● **Exercise details**:
Each line of the listing that contains the word "dark" is to be copied.

● **The input**:
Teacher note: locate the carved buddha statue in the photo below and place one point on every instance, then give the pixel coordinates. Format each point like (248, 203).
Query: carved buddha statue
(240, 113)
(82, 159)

---

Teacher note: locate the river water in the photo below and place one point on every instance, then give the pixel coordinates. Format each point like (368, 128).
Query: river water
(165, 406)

--

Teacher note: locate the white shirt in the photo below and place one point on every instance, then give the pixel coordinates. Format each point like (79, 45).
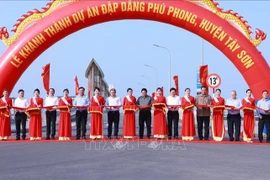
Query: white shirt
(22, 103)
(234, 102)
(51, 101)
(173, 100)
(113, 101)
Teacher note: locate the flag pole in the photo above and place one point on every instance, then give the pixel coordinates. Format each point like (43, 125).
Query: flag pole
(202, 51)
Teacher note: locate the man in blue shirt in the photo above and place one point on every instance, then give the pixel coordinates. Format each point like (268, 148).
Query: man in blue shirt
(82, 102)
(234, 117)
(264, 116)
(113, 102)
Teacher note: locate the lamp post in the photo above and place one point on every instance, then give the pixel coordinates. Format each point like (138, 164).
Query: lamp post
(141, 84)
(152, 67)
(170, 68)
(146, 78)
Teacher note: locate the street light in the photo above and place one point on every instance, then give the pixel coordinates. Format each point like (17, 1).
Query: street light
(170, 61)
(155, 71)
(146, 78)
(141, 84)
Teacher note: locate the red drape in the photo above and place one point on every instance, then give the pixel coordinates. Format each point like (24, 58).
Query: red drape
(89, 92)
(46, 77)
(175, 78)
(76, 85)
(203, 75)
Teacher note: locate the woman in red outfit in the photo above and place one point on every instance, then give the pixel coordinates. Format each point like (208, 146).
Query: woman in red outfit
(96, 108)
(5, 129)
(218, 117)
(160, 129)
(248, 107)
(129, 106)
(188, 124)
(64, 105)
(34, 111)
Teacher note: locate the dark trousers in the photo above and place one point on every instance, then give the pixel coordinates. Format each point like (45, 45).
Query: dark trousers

● **Answer**:
Teacher note: locate the dark trousers in the photo above and place one point on every instance, then give the pixel coordinates. Format each point like (45, 45).
Query: dark trousers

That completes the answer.